> The task: Only the text of the records, copied exactly, is wanted; no pictures.

> Data extract:

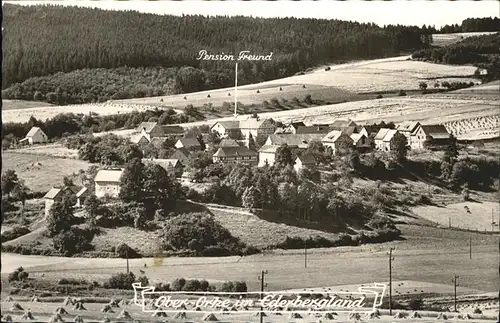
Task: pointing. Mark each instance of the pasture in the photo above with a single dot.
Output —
(466, 215)
(428, 255)
(41, 172)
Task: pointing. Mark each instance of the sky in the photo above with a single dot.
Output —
(416, 12)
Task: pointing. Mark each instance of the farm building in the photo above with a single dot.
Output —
(172, 166)
(181, 154)
(35, 136)
(299, 140)
(290, 128)
(188, 143)
(408, 129)
(384, 138)
(150, 130)
(430, 135)
(240, 154)
(107, 182)
(338, 141)
(302, 162)
(55, 194)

> Exercise response:
Task: pointing. Mark each instance of the pasture in the photo above with a single dot.
Output —
(466, 215)
(428, 255)
(41, 172)
Task: pointing. Mark each instance of the sky in the photo above with a single dot.
Output —
(416, 12)
Task: pointing. Mark each instance of the farm building in the photo above with a single dot.
Output —
(172, 166)
(181, 154)
(35, 136)
(299, 140)
(290, 128)
(188, 143)
(408, 129)
(384, 138)
(150, 130)
(430, 135)
(240, 154)
(107, 182)
(338, 141)
(302, 162)
(55, 194)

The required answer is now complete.